Records from a data collection
┌──

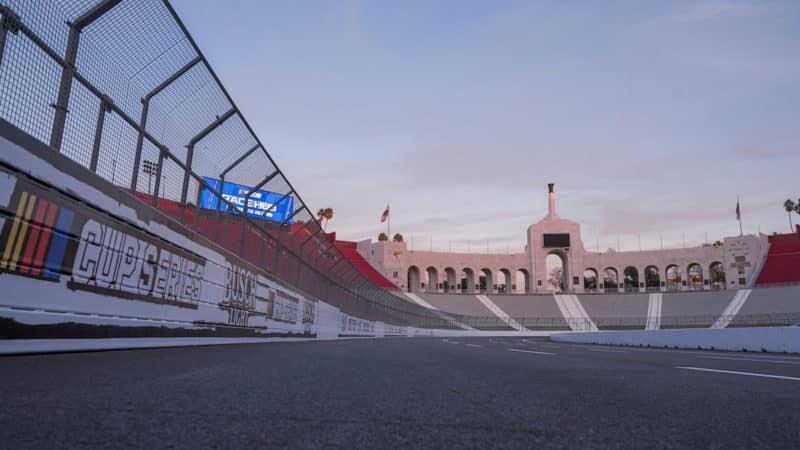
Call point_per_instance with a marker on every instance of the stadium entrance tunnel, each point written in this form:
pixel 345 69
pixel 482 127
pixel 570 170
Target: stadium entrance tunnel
pixel 557 271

└──

■ **What to do**
Output the full set of records above without changing a word, and drop the images.

■ **Answer to this task**
Call point_per_instance with a marker on every instance of the stadium entrance tunnel, each point written in this form:
pixel 345 69
pixel 482 127
pixel 570 170
Target: stadium entrance tunnel
pixel 557 271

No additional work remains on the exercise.